> _Set task_
Copy every item below word for word, leaving out the pictures.

====== Material for the task ======

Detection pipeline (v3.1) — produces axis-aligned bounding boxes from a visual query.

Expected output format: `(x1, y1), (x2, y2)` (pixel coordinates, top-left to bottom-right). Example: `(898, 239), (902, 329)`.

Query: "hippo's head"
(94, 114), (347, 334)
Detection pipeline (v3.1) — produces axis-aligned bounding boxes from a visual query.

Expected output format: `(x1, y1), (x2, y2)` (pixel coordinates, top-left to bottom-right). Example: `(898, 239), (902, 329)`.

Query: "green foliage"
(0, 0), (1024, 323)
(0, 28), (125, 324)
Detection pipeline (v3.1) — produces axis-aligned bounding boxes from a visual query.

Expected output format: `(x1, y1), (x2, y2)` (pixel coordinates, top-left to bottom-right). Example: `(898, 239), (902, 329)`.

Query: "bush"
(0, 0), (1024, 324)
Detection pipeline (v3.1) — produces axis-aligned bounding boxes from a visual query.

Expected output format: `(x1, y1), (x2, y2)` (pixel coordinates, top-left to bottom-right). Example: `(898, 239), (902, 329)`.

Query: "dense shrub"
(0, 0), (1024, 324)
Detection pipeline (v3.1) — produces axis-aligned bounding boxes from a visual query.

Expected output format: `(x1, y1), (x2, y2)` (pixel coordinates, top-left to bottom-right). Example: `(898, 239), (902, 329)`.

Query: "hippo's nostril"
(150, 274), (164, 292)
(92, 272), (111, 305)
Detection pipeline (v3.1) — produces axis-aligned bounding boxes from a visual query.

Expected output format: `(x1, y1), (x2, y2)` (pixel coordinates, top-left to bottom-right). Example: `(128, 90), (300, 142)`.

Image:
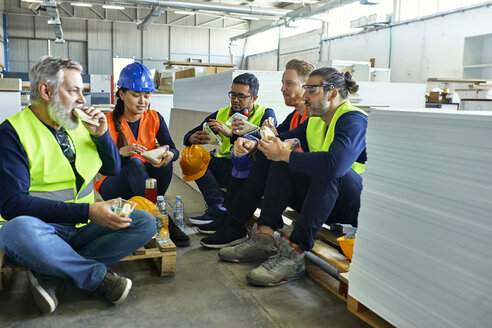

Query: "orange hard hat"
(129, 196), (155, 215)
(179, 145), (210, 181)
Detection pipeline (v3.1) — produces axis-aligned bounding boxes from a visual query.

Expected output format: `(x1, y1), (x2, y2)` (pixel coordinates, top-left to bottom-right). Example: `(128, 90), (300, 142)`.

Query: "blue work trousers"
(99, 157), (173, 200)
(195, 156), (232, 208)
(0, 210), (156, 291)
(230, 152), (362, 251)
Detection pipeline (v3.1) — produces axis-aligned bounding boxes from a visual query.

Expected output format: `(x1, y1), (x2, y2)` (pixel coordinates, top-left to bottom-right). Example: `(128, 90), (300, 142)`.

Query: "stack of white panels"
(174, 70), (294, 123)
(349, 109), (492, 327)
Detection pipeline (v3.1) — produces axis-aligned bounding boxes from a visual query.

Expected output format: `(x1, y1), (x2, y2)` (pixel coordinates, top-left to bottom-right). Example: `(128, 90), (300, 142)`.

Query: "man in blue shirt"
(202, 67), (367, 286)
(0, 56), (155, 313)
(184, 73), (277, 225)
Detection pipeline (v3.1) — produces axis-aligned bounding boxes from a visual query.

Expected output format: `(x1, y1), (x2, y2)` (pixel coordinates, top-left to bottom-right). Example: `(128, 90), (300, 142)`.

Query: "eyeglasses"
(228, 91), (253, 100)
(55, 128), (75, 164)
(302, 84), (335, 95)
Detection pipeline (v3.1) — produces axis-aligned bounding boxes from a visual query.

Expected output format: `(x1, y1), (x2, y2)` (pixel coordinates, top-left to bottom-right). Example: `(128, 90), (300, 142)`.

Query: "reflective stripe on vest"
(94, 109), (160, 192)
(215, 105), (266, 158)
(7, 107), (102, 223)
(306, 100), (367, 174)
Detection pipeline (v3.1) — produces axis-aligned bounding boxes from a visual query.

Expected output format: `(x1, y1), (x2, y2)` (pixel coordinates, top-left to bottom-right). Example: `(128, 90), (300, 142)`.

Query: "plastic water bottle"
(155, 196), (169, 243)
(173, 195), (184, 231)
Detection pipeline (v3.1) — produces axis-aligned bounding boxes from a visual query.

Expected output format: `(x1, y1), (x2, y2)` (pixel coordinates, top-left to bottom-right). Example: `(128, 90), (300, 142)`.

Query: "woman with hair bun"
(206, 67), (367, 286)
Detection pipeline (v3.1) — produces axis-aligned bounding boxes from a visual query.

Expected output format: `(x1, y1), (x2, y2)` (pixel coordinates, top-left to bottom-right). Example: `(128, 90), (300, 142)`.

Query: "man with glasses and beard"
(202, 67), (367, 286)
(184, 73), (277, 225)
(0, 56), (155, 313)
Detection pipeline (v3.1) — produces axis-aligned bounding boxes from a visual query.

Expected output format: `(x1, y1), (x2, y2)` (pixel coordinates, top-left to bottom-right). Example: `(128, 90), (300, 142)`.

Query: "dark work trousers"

======

> _Solution_
Detection pipeline (v3.1) — produces axis-aligned bounding boxes from a visual query.

Expected output format: `(x1, y1), (x2, y2)` (pixel coordinates, top-left to bottom-right). Example: `(898, 239), (902, 329)`.

Query: "hippo's head"
(94, 114), (347, 334)
Detection pipeline (v3.1) — produces axis-aligned bounding boxes from a visual query.

Expected output format: `(x1, y1), (x2, y2)` (pixel coordinates, top-left to bottom-right). Example: `(898, 239), (902, 329)`.

Query: "green foliage"
(0, 0), (1024, 323)
(0, 28), (125, 324)
Detection pipeline (v3.1) — produces axis-aligned bounding boxes from a visual query.

Expected output format: `(x1, y1), (x2, y2)` (pixel coordinates, top-left to bottom-right). Example: `(898, 239), (902, 329)`.

Query: "bush"
(0, 0), (1024, 324)
Detection pipeline (v3.1) — produces axis-aligned bounding boxes from a visual query.

Expected output format: `(x1, y1), (x2, y2)` (pixel coordinates, top-left to bottom-right). Example: `(898, 239), (902, 329)`.

Query: "dense shrub"
(0, 0), (1024, 324)
Detection pipeline (v3.1) — produces axis-aligned bounding boxes from a visual query.

Expected output format: `(x1, y1), (x2, y2)` (pixel coordinates, top-left to bottom-right). Example: `(898, 239), (902, 329)`.

Query: "hippo's nostril"
(150, 274), (164, 292)
(92, 272), (111, 305)
Detection pipeline (v3.1) — produces axis-aligned bounding boxes from a visual query.

Expected output format: `(x1, y1), (x2, y2)` (pixel coordinates, top-left to bottom-right). Example: `(128, 90), (300, 142)`.

Image:

Query: "orange hard hat"
(129, 196), (155, 215)
(179, 145), (210, 181)
Detection pipeline (v3.1) — produces axis-aligned bounding boxes from a visual query.

Expected output format: `(x1, y1), (x2, y2)` (pixel coordinates, top-left to bottom-right). Example: `(128, 90), (300, 142)`.

Query: "blue work trousers"
(99, 157), (173, 200)
(195, 156), (232, 208)
(0, 210), (156, 291)
(230, 152), (362, 251)
Detection pipeline (v3.1) — produces axis-aligned bounding boxes from a visual query.

Expected output format: `(x1, y1), (x2, y2)` (pixel coordinates, top-left to bottom-right). Example: `(128, 90), (300, 142)`.

Query: "stack of white panels"
(174, 70), (294, 123)
(349, 109), (492, 327)
Detection pipeline (v3.1) — produces axis-aligned bounding boxes from a visual query.

Expected output format: `(x1, y1), (x2, y2)` (pixel coordinates, top-left to bottom-right). Example: `(128, 90), (300, 142)`.

Query: "man in blue shirt"
(202, 67), (367, 286)
(0, 56), (155, 313)
(184, 73), (277, 225)
Detection pipeline (v3.1) — produces axis-aligned bounding boxes from a visual query.

Expected output format: `(x1, y1), (x2, y2)` (pixel coordinates, top-left to bottom-right). Example: `(128, 90), (300, 142)`.

Query: "eyeglasses"
(228, 91), (253, 100)
(55, 128), (75, 164)
(302, 84), (335, 95)
Detection pipeline (v3.1) — produces axis-aligned bounding boxes from a visual query.

Expected output format: `(x1, y1), (x2, y2)` (pixel coordinates, top-left to bottom-right). Example: `(128, 90), (300, 142)`.

Query: "reflective stripe on vest"
(94, 109), (160, 192)
(215, 105), (266, 158)
(7, 107), (102, 223)
(306, 100), (367, 174)
Detection pipeline (v3.1) — produces axis-aligned bounding boxes from a visual query.

Expected output format: `(x1, y1), (x2, y2)` (pixel coordinates, top-left to bottom-right). Example: `(128, 90), (300, 142)`.

Query: "plastic water bottle"
(155, 196), (169, 243)
(173, 195), (184, 231)
Detection pipeline (v3.1) — produces axis-aligned bounding boxes from a visual query.

Expected output format: `(x1, y1), (x2, y2)` (pixel coordinates, top-left to bottom-right). Example: `(128, 90), (300, 142)`.

Query: "woman with hair bun"
(206, 67), (367, 286)
Detection pipeline (v3.1) — produces axis-aligned bounding boxes from a visual query.

Expected output format: `(x1, y1), (x2, y2)` (pixel coordinates, top-left to bottom-right). Example: `(128, 90), (300, 142)`.

Query: "man with glasses and beard"
(202, 67), (367, 286)
(184, 73), (277, 225)
(0, 56), (155, 313)
Detection pipeline (v3.1) — produces axis-aligned bounding boxes from a visual query.

Expected output format: `(x1, y1), (x2, y2)` (pixel coordinates, top-left to bottom-right). Example: `(128, 90), (300, 142)`.

Query: "dark work trousers"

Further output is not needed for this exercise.